• [EXERCISE DESCRIPTION] Everything below from the line with "point: brass hardware" to the last line, both included, is to be written out exactly, with nothing added.

• [MATERIAL FOR THIS TASK]
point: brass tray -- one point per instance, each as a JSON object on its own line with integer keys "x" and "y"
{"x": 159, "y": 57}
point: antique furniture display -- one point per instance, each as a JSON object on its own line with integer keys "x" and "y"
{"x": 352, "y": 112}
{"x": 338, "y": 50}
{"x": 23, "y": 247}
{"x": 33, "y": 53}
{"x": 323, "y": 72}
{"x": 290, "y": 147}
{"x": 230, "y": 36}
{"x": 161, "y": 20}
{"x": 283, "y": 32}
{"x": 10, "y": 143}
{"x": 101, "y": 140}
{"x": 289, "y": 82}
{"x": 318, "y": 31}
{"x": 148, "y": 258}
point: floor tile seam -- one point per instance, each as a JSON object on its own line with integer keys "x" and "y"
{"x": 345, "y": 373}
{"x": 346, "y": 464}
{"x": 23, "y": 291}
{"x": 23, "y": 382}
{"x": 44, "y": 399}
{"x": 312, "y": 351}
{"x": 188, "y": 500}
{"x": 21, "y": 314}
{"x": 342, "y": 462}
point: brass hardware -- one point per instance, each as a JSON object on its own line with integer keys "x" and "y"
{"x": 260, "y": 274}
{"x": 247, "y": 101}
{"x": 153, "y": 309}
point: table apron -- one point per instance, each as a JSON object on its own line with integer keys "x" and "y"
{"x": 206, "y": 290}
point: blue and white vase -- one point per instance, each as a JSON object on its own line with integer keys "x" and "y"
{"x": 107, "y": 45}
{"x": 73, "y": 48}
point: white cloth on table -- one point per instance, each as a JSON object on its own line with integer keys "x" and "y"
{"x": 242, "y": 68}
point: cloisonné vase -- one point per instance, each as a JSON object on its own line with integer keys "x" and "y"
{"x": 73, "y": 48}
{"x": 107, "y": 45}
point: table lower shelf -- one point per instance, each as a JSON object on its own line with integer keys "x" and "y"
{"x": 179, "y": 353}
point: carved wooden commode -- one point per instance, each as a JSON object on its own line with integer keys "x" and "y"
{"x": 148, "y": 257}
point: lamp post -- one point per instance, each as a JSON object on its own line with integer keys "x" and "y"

• [FINISHED TASK]
point: brass hardware -- one point per instance, each as a JSON object on its own line with integer keys "x" and "y"
{"x": 260, "y": 274}
{"x": 247, "y": 101}
{"x": 153, "y": 309}
point: table apron -- one point per instance, each as a JSON object on its own line with integer keys "x" and "y"
{"x": 206, "y": 290}
point: blue and white vase -- one point per instance, each as a JSON object on its own line with integer keys "x" and "y"
{"x": 107, "y": 45}
{"x": 73, "y": 48}
point: white cloth on table -- one point per instance, each as a JSON object on its own line with integer keys "x" and "y"
{"x": 242, "y": 68}
point: cloisonné vase -- one point per instance, each as a JSON object on its own line with integer keys "x" and "y"
{"x": 73, "y": 48}
{"x": 107, "y": 45}
point: table lower shelf -- one point per instance, each as a JSON object on its own line with integer keys "x" and "y"
{"x": 179, "y": 353}
point: carved wooden commode -- one point per instance, each as a JSON object on its own line with integer keys "x" and "y"
{"x": 148, "y": 257}
point: lamp post -- one point per instance, each as a JSON object on its own line with integer keys "x" and "y"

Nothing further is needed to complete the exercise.